> Problem description
Omit each picture as you copy the entries exactly.

(Records for the exercise begins)

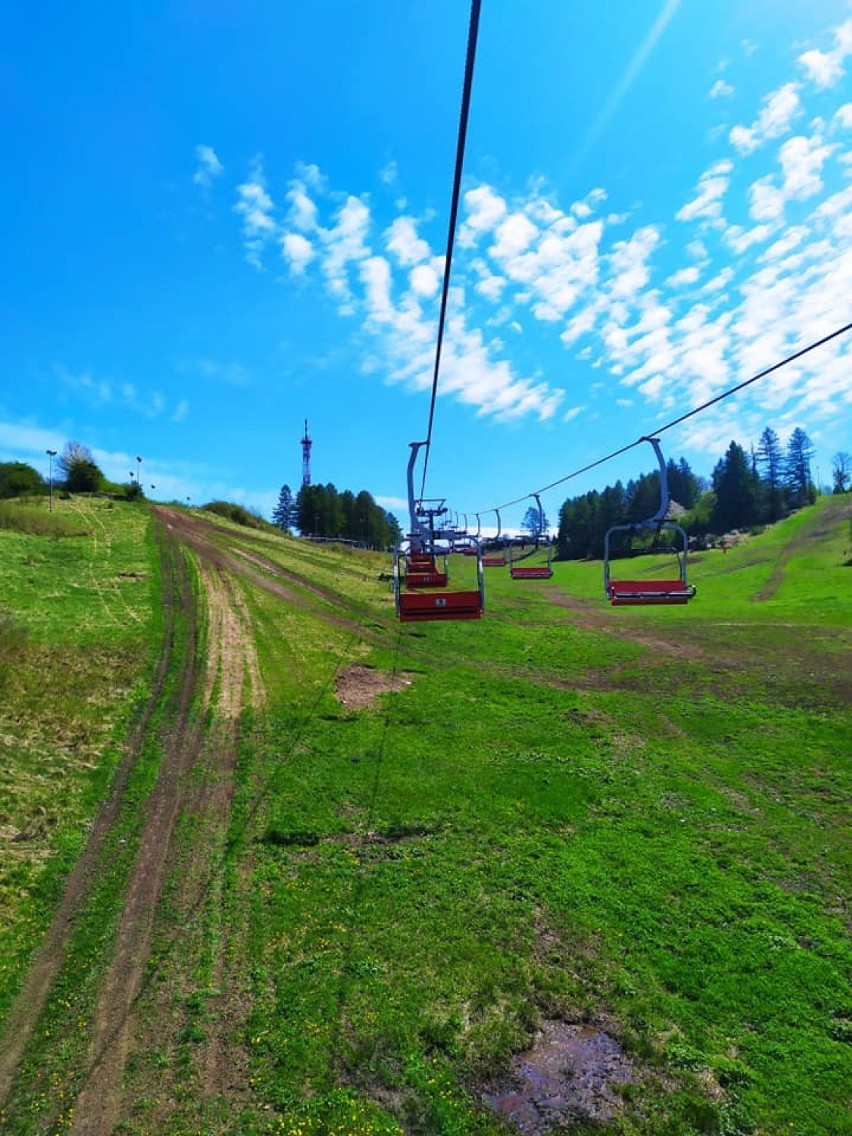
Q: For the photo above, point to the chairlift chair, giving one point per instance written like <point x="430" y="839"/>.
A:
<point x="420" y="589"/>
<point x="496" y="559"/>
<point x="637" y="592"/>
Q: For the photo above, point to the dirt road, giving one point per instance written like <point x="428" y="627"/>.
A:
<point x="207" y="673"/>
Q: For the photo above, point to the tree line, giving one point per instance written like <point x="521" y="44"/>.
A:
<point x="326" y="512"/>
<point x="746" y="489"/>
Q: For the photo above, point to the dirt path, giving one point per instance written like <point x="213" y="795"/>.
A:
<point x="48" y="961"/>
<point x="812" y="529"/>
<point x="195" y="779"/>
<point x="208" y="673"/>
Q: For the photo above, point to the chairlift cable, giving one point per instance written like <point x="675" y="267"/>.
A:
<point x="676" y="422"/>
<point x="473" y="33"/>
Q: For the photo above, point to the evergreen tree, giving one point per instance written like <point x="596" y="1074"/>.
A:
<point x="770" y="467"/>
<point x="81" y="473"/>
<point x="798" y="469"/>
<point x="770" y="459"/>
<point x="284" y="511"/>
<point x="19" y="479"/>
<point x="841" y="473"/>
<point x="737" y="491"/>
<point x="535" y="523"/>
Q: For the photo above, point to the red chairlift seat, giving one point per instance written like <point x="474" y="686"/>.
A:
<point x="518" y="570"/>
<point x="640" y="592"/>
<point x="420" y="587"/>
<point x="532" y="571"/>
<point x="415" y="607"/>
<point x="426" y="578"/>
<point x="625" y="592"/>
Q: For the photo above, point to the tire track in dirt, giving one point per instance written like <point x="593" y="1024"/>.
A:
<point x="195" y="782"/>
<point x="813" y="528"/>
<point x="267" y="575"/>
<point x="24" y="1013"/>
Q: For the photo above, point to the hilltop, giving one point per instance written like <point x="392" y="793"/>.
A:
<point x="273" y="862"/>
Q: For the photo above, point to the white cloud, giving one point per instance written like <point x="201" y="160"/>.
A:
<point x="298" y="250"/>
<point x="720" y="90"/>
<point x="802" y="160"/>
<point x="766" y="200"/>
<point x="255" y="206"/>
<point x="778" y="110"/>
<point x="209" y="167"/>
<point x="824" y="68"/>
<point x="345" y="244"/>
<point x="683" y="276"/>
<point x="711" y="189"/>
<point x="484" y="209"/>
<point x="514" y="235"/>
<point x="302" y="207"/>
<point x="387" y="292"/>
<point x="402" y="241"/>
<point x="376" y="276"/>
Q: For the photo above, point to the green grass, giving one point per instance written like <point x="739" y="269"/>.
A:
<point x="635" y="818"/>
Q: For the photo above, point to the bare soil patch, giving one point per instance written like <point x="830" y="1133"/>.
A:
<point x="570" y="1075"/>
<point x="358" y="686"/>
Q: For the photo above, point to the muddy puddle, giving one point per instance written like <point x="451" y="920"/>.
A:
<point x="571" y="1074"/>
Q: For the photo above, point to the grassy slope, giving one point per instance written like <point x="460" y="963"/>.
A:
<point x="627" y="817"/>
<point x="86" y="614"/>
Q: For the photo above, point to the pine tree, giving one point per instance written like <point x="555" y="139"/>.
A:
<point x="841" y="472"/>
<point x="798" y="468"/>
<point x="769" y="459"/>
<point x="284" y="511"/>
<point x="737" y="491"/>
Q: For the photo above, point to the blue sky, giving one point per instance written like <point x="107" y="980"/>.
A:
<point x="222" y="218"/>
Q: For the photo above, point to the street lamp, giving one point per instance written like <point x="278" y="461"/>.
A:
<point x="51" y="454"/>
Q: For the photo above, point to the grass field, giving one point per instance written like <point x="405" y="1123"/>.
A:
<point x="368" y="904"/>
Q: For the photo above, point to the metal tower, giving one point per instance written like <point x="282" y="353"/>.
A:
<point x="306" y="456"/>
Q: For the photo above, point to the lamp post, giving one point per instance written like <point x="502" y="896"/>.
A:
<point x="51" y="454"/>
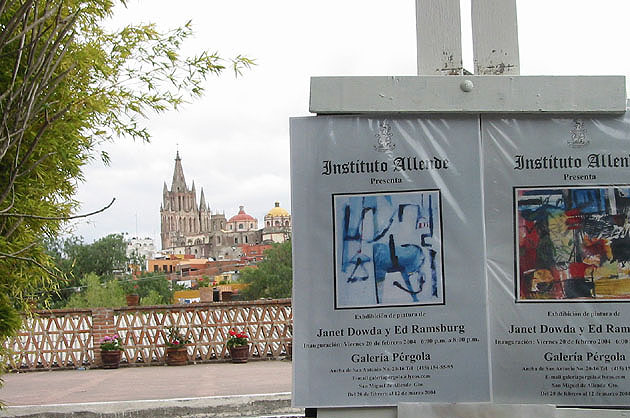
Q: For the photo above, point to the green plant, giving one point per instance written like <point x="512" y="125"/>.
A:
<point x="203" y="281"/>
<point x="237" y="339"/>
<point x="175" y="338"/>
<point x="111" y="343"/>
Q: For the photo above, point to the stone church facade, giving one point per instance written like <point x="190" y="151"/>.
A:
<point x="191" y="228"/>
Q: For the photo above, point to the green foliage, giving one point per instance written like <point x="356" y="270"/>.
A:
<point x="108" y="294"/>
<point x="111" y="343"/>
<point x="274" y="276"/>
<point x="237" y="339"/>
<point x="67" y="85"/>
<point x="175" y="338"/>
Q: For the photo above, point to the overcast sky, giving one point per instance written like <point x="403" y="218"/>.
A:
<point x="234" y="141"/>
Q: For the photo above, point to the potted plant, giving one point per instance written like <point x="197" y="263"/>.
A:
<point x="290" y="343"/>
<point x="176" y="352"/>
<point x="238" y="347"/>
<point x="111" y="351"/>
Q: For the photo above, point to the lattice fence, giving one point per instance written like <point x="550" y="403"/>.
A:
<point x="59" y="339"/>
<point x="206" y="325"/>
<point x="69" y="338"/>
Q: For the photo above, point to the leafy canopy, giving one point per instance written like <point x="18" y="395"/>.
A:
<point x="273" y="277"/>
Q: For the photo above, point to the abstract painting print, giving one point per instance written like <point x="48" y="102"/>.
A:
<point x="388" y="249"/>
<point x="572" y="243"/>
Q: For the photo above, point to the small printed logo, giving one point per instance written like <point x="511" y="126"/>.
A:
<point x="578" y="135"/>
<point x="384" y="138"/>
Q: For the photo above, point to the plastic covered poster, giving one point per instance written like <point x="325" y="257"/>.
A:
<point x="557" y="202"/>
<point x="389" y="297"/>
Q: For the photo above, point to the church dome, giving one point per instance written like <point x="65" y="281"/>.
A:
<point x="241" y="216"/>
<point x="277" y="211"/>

(Records for the exercise ends)

> Output of the exercise
Q: For the photo above, point to the chairlift chair, giving one point per instance written like <point x="430" y="839"/>.
A:
<point x="420" y="589"/>
<point x="496" y="559"/>
<point x="637" y="592"/>
Q: For the photo above, point to the dirt road, giving one point per instance written like <point x="428" y="627"/>.
A:
<point x="207" y="673"/>
Q: For the photo above, point to the tree line, giving one point per instance written like <point x="521" y="44"/>.
A:
<point x="326" y="512"/>
<point x="746" y="489"/>
Q: For the photo above, point to the dirt path, giving one point per instance written like <point x="213" y="795"/>.
A:
<point x="48" y="961"/>
<point x="812" y="529"/>
<point x="195" y="779"/>
<point x="208" y="673"/>
Q: For the photo above, point to the chairlift cable, giving one point per instance written like <point x="675" y="267"/>.
A:
<point x="676" y="422"/>
<point x="473" y="33"/>
Q: For the photo above, point to the evergreen tree, giving one point per instance written like <point x="596" y="1074"/>.
A:
<point x="770" y="467"/>
<point x="81" y="473"/>
<point x="798" y="469"/>
<point x="770" y="459"/>
<point x="284" y="511"/>
<point x="19" y="479"/>
<point x="841" y="473"/>
<point x="737" y="491"/>
<point x="535" y="523"/>
Q: For the photo above, point to the red chairlift seat, giving one point per instance written like <point x="474" y="686"/>.
A:
<point x="518" y="570"/>
<point x="640" y="592"/>
<point x="420" y="587"/>
<point x="532" y="571"/>
<point x="415" y="607"/>
<point x="426" y="578"/>
<point x="625" y="592"/>
Q: For the photo above, point to the tire track in dirt, giving one point per instance written like <point x="593" y="1024"/>.
A:
<point x="195" y="782"/>
<point x="813" y="528"/>
<point x="267" y="575"/>
<point x="24" y="1013"/>
Q: For the photo above, point to the hilltop, giving one point per instance written like <point x="392" y="793"/>.
A:
<point x="273" y="862"/>
Q: For the photo above, point to the white cloud, giving one point per instance written like <point x="201" y="160"/>.
A:
<point x="298" y="250"/>
<point x="720" y="90"/>
<point x="802" y="160"/>
<point x="766" y="200"/>
<point x="255" y="206"/>
<point x="778" y="110"/>
<point x="209" y="167"/>
<point x="824" y="68"/>
<point x="345" y="244"/>
<point x="683" y="276"/>
<point x="711" y="189"/>
<point x="484" y="209"/>
<point x="514" y="235"/>
<point x="302" y="207"/>
<point x="387" y="292"/>
<point x="402" y="241"/>
<point x="376" y="276"/>
Q: For the photo above, point to the green grass, giving one point per instance written like <point x="739" y="269"/>.
A:
<point x="635" y="818"/>
Q: For the photo above, point to the bare soil patch, giving one point per instance written like <point x="830" y="1133"/>.
A:
<point x="570" y="1075"/>
<point x="358" y="686"/>
Q: For the photo above, point to the muddy puddle, giving one point per instance written like <point x="451" y="920"/>.
A:
<point x="571" y="1074"/>
Q: For the photo above, point to the grassy slope, giving one point per instance written like <point x="460" y="963"/>.
A:
<point x="627" y="817"/>
<point x="86" y="614"/>
Q: For the photo above, point to the pine tree, giving one point per instance written like <point x="555" y="139"/>.
A:
<point x="841" y="472"/>
<point x="798" y="468"/>
<point x="769" y="459"/>
<point x="284" y="511"/>
<point x="737" y="491"/>
Q: For the photo above, point to the blue sky, giving one point per instance written like <point x="107" y="980"/>.
A:
<point x="222" y="218"/>
Q: For the photo above, point to the street lamp, giving one point per instance written like <point x="278" y="461"/>.
A:
<point x="51" y="454"/>
Q: For the photo above, point to the grass field, giving one point per instance written like <point x="405" y="1123"/>.
A:
<point x="368" y="904"/>
Q: For the photo above, point to the metal tower, giving one point per instance written like <point x="282" y="353"/>.
A:
<point x="306" y="456"/>
Q: For the photo above, point to the lamp post, giving one point per instance written like <point x="502" y="896"/>.
A:
<point x="51" y="454"/>
Q: For the photo above, point to the green plant, giving one point per instance written like <point x="512" y="125"/>.
A:
<point x="203" y="281"/>
<point x="237" y="339"/>
<point x="175" y="338"/>
<point x="111" y="343"/>
Q: For the photo above, point to the stone church facade, giving one point per instance written like <point x="190" y="151"/>.
A:
<point x="191" y="228"/>
Q: For the photo above, point to the green foliage, giving one point per instance written like <point x="356" y="270"/>.
A:
<point x="108" y="294"/>
<point x="111" y="343"/>
<point x="274" y="276"/>
<point x="237" y="339"/>
<point x="67" y="85"/>
<point x="175" y="338"/>
Q: For the photo above, point to the overcast sky, giving one point per instance written like <point x="403" y="218"/>.
A:
<point x="234" y="141"/>
Q: For the photo above, point to the potted plant, giving one point per instance written like <point x="197" y="263"/>.
A:
<point x="290" y="343"/>
<point x="176" y="352"/>
<point x="238" y="347"/>
<point x="111" y="351"/>
Q: For the photo above, point to the lattice fence, giving one point per instance written like <point x="550" y="403"/>.
A:
<point x="59" y="339"/>
<point x="206" y="325"/>
<point x="69" y="338"/>
Q: For the photo above, point to the leafy canopy, giving one point per instance written like <point x="18" y="395"/>.
A:
<point x="273" y="277"/>
Q: For the photo above, point to the abstract painting print, giving one point per instance written like <point x="48" y="102"/>.
A:
<point x="388" y="249"/>
<point x="572" y="243"/>
Q: For the photo above, point to the small printed logo, giving one point per instance written like <point x="511" y="126"/>.
A:
<point x="578" y="135"/>
<point x="384" y="138"/>
Q: For the photo above, point to the plastic covered poster, giving one point per instance written like <point x="325" y="257"/>.
A:
<point x="557" y="202"/>
<point x="389" y="297"/>
Q: For the photo above, point to the church dome, giving one point per instance written like <point x="65" y="281"/>.
A:
<point x="241" y="216"/>
<point x="277" y="211"/>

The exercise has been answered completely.